Приведенный текст:
>>>

Но существует еще один, неявный аспект творческой вненаходимости, который бывает менее различим, скрываясь за неоднозначно понимаемым словом «вдохновение». Вспомним: по М. Чехову, художник знает свое «я», свой инструмент (средства, материал своей работы) и свое произведение. Мы сказали о вненаходимости произведению и средствам его создания, но творящий художник вненаходим и самому себе — своему привычному «я» с его повседневными эмоциональными реакциями, житейской системой ценностей и отношений. В творчестве он становится другим.

Далеко не всегда, но во многих случаях художник это осознает. Вспомним хрестоматийное пушкинское «Пока не требует поэта...» или многочисленные свидетельства post factum, когда автор на трезвую голову констатирует, что созданное им далеко превосходит его повседневные возможности и словно даже не им создано. Или, к примеру, замечание М.М. Пришвина, пояснявшего, что авторское «я» в художественном тексте, написанном от первого лица, означает совсем не то, что соответствующее местоимение в повседневной речи, и т.д.

Но в большинстве случаев художник, писатель, музыкант не фокусирует на этом внимание и тем более не предпринимает специальных усилий, чтобы этого достичь. Актер же не может себе этого позволить. Создание сценического образа «явочным порядком» заставляет его осознавать свою вненаходимость самому себе и профессионально овладевать ею уже на телесном уровне, поскольку инструментом и материалом создания образа является не внеположный ему материал, а он сам, и в первую очередь его тело. «Пока я не знаю свое тело как чужое, — говорит Чехов, — оно мной управляет на сцене, а не я им» [4, с. 80–81].

Вот еще одно из многих его высказываний на эту тему: «Материалом, которым вы пользуетесь для воплощения ваших художественных замыслов, являетесь вы же сами, с вашим телом, голосом и способностью движения. ...Вы находитесь в том же отношении к своему материалу, как и всякий другой художник к своему. Как живописец, например, находится вне материала, которым он пользуется для воплощения своих образов, так и вы как актер находитесь в известном смысле вне вашего тела и вне творческих (даже творческих! — А.М.) эмоций, когда вы играете, охваченный вдохновением. Вы находитесь над самим собой. Ваше высшее «я» руководит живым «материалом. …оно становится вашим вторым сознанием, наряду с обыденным, повседневным. Но и здравый смысл низшего «я», обыденного сознания должен при этом сохраняться» [там же, с. 246].

<<<

Представленные данные:
>>>

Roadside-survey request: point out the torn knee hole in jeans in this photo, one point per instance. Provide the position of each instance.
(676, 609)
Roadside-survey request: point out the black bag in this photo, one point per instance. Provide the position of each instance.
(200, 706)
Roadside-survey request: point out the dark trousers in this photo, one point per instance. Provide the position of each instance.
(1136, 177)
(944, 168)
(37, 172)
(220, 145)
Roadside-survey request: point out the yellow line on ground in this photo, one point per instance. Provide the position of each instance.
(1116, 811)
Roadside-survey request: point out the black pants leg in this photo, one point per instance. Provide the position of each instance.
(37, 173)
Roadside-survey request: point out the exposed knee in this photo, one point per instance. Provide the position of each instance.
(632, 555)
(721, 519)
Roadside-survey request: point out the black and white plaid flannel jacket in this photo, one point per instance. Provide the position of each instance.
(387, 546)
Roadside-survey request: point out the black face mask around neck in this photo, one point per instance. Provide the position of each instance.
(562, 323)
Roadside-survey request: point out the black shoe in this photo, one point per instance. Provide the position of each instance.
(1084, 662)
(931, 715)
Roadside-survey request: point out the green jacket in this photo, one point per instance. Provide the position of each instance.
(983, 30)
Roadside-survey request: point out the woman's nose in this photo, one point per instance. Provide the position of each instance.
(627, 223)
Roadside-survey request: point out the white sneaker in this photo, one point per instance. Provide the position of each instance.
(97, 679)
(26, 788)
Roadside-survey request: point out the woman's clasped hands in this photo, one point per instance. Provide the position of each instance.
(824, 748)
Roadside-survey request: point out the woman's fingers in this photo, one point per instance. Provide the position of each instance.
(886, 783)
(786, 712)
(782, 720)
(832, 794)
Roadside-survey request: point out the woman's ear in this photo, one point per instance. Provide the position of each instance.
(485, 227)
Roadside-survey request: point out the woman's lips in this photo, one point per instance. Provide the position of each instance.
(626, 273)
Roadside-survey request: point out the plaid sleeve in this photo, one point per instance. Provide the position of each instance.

<<<

Что требуется: Выведите дословно фрагмент текста о творческой вненаходимости, начиная со слов «Но в большинстве» и заканчивая словами «[4, с. 80–81].».

Результат задания:
Но в большинстве случаев художник, писатель, музыкант не фокусирует на этом внимание и тем более не предпринимает специальных усилий, чтобы этого достичь. Актер же не может себе этого позволить. Создание сценического образа «явочным порядком» заставляет его осознавать свою вненаходимость самому себе и профессионально овладевать ею уже на телесном уровне, поскольку инструментом и материалом создания образа является не внеположный ему материал, а он сам, и в первую очередь его тело. «Пока я не знаю свое тело как чужое, — говорит Чехов, — оно мной управляет на сцене, а не я им» [4, с. 80–81].